BEGIN PROVIDED DATA
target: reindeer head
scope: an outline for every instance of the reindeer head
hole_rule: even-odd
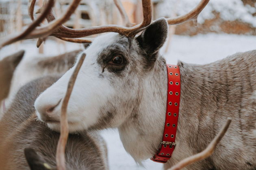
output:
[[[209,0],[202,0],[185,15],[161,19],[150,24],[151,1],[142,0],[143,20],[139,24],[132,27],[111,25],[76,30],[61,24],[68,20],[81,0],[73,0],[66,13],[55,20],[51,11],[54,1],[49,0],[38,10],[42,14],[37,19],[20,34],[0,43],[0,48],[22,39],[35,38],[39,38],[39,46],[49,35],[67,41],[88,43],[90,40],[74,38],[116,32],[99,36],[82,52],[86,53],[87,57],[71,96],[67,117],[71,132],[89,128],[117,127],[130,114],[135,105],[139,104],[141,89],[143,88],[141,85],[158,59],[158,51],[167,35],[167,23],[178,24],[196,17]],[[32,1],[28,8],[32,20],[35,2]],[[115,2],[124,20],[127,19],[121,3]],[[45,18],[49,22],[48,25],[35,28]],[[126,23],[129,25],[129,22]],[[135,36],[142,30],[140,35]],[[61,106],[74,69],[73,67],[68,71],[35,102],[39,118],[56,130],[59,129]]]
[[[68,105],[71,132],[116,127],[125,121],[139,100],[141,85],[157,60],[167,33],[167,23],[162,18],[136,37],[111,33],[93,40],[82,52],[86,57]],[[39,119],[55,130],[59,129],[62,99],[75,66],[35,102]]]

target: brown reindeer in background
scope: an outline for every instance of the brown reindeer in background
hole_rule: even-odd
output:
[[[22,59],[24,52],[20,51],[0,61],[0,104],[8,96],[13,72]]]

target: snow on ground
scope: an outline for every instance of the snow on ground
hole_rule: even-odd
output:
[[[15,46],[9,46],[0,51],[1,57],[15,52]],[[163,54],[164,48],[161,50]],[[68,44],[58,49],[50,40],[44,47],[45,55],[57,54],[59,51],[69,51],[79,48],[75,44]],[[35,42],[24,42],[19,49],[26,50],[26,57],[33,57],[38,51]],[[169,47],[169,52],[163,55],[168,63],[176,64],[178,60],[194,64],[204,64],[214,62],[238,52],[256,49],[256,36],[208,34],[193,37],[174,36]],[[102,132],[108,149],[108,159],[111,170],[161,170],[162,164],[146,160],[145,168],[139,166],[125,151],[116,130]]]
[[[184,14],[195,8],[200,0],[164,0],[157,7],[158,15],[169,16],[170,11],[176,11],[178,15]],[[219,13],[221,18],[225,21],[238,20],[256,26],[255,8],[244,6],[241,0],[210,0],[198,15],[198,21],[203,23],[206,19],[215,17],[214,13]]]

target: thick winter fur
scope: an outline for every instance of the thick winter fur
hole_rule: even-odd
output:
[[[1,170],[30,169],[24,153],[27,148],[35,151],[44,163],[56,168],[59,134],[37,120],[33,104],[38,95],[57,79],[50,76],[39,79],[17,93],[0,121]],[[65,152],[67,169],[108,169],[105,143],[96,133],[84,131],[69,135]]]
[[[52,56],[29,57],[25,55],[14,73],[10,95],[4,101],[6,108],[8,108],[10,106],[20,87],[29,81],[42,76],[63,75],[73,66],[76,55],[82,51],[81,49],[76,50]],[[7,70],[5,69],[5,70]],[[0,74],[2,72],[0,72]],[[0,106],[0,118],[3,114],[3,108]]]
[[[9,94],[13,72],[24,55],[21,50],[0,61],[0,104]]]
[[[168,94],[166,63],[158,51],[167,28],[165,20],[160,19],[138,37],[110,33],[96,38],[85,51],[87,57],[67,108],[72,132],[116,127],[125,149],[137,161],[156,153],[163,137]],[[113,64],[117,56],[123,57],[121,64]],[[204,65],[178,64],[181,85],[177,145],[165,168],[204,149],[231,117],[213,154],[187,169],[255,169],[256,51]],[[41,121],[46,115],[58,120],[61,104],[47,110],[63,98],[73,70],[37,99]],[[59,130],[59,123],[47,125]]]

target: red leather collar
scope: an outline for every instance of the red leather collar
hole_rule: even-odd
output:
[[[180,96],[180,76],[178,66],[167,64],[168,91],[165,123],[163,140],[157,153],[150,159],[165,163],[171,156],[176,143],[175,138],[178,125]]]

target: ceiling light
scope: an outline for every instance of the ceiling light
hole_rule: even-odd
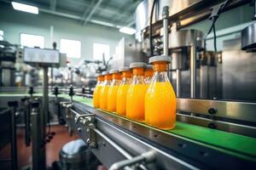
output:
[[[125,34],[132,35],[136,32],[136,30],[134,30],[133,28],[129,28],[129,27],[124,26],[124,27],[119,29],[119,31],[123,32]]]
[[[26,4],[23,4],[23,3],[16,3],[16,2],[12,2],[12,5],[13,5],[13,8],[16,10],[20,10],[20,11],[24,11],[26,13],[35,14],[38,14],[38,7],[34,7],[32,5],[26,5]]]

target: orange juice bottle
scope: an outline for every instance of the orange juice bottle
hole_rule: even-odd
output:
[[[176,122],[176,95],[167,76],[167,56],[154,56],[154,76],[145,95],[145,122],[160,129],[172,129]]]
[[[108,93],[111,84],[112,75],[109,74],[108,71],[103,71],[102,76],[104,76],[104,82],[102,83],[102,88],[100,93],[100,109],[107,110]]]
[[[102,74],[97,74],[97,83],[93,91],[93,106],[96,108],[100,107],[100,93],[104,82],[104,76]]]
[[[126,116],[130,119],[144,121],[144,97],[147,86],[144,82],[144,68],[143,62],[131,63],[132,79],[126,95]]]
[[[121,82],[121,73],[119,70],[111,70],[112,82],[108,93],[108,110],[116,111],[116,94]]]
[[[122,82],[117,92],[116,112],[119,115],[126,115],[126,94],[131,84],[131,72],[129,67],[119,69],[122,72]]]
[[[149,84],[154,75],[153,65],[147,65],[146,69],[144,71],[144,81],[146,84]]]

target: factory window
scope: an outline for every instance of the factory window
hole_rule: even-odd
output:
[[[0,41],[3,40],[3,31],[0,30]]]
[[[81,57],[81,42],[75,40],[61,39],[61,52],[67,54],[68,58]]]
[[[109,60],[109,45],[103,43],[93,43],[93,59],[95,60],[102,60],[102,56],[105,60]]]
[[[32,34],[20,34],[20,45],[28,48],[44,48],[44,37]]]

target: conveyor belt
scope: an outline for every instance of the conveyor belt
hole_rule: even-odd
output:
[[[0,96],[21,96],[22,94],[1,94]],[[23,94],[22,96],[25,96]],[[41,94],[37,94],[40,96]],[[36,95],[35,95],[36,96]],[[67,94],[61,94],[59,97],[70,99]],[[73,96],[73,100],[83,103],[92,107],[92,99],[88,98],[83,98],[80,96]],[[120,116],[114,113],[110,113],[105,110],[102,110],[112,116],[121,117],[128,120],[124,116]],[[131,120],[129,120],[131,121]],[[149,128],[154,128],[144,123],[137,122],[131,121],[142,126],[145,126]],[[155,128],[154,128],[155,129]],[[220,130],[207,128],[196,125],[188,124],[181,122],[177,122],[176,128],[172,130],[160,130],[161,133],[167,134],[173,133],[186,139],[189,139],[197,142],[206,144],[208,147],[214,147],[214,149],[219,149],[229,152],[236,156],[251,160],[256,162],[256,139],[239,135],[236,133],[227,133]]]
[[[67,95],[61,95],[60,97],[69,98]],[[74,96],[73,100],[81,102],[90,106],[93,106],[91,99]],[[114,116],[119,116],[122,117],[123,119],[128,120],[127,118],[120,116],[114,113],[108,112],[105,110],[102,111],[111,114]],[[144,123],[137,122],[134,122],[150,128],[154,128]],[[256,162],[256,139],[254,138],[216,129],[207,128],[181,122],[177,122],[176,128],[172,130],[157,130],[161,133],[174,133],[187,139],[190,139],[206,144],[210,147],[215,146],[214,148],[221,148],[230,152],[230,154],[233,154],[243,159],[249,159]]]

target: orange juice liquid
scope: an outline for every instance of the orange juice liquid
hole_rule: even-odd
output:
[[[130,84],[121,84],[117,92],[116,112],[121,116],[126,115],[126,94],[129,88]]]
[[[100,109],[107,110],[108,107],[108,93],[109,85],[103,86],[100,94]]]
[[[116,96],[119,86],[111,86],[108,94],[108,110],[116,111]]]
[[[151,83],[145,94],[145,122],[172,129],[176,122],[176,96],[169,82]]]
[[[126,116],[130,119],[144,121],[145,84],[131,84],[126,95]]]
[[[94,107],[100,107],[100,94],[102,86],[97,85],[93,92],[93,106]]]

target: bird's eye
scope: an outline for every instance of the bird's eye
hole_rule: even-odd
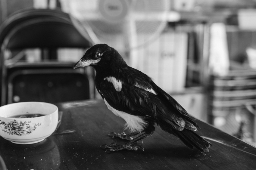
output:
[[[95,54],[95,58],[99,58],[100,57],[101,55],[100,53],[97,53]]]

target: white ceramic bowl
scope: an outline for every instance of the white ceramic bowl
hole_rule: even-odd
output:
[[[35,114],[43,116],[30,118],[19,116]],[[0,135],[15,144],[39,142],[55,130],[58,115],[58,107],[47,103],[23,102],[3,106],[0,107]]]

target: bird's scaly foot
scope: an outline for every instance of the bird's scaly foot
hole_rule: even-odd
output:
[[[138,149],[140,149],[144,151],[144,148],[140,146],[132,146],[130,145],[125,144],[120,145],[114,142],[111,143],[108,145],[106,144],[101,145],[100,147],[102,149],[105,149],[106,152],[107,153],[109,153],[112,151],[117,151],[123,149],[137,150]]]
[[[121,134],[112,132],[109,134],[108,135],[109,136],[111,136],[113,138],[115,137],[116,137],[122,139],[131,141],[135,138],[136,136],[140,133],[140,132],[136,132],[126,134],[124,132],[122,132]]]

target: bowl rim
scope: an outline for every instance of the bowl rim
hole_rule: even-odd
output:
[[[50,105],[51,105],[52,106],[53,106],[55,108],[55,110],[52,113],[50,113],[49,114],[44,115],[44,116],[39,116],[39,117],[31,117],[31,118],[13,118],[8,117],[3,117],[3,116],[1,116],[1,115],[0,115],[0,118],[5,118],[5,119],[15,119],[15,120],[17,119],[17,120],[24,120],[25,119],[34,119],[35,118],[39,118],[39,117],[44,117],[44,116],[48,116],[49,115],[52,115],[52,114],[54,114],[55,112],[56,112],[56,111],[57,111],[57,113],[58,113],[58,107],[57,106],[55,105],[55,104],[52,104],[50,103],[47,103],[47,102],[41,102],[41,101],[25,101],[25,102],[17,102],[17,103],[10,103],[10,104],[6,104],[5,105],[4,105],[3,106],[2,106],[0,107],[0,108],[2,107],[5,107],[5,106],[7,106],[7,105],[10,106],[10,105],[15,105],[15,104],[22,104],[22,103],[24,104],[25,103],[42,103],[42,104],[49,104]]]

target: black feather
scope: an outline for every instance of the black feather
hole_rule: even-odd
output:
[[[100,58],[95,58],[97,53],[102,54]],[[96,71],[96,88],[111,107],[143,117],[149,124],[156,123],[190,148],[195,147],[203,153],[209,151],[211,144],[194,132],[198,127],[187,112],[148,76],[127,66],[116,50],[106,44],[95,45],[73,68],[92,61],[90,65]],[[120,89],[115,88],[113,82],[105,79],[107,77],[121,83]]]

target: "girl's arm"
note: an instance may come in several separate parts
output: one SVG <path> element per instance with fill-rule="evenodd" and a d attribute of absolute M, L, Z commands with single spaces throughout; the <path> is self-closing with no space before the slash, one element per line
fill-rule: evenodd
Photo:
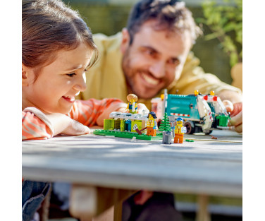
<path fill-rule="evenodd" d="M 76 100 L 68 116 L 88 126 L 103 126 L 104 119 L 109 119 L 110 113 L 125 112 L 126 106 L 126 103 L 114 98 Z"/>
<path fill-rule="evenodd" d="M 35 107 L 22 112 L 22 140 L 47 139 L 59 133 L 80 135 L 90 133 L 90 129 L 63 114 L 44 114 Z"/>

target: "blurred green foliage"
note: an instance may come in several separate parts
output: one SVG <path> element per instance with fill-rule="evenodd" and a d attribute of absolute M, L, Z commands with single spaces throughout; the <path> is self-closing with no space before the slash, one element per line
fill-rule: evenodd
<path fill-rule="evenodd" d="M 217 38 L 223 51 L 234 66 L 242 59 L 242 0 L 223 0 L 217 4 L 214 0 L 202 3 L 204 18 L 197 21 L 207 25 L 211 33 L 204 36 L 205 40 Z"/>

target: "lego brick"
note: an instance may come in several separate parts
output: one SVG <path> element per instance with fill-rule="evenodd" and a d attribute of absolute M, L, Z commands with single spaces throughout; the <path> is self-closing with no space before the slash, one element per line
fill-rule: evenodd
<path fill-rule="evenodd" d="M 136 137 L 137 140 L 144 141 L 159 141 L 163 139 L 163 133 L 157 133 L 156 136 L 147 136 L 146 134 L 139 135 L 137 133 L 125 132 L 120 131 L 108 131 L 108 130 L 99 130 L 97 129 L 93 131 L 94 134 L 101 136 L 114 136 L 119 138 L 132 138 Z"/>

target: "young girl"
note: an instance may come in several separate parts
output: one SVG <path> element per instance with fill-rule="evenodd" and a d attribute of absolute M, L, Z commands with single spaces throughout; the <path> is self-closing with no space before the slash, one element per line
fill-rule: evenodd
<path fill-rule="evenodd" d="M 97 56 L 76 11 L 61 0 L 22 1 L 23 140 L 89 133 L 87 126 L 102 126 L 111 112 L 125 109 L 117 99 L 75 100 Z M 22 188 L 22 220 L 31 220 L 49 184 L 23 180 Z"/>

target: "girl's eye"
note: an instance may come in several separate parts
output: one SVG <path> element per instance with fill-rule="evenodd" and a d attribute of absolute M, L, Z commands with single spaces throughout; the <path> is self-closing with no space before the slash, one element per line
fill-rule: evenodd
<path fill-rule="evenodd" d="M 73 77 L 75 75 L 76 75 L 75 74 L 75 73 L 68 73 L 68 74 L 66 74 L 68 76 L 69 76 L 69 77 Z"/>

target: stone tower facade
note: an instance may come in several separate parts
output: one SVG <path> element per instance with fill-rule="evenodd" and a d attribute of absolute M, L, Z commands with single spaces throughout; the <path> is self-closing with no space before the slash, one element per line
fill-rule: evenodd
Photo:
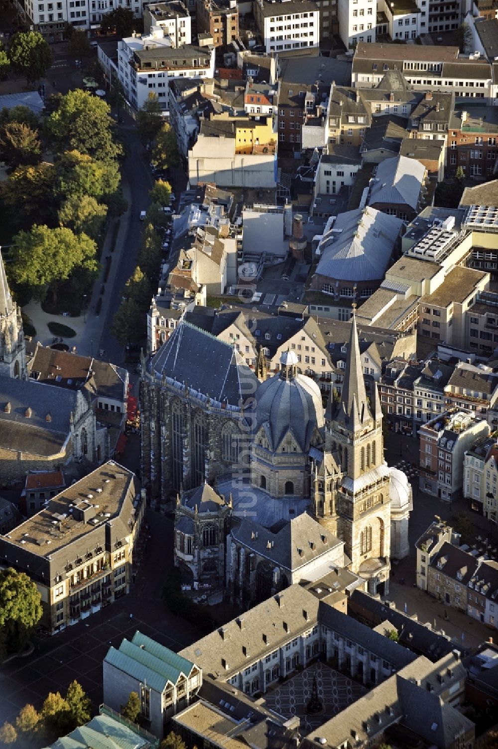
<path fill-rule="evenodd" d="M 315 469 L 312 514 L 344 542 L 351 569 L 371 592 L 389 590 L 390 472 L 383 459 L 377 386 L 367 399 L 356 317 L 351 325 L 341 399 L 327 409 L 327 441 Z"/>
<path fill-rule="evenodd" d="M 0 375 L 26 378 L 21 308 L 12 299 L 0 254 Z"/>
END PROVIDED DATA
■ YOUR INSTRUCTIONS
Output exactly the lines from the line with "target: stone tower facade" to the last line of the records, including both, and leave every picture out.

■ OUTPUT OF THE TASK
target: stone tower facade
note: an instance may come in several separate parts
output: one SVG <path> element per instance with fill-rule="evenodd" and a d attribute of absolute M, L, Z commands with single spaces throughout; the <path> is self-closing with no space before the slash, one element per line
fill-rule: evenodd
Photo:
<path fill-rule="evenodd" d="M 315 469 L 312 514 L 344 542 L 351 569 L 371 592 L 389 590 L 390 472 L 383 459 L 377 386 L 367 399 L 356 317 L 351 325 L 341 399 L 327 409 L 327 441 Z"/>
<path fill-rule="evenodd" d="M 0 375 L 26 378 L 21 308 L 12 299 L 0 254 Z"/>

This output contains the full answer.